DATA EXCERPTS>
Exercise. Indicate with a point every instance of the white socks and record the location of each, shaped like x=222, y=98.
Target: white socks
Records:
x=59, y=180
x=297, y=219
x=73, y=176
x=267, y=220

SHORT TASK>
Rewrite every line of the records above, requests included, and multiply each x and y coordinate in the answers by 0.9, rounding to the nearest whole number with halves rounded up. Leave all other numbers as they are, including the format sample in the request.

RESULT OF THE TASK>
Exercise. Indicate with a point every instance of the white socks and record the location of each, shaped like x=222, y=98.
Target: white socks
Records:
x=53, y=162
x=267, y=197
x=66, y=158
x=240, y=198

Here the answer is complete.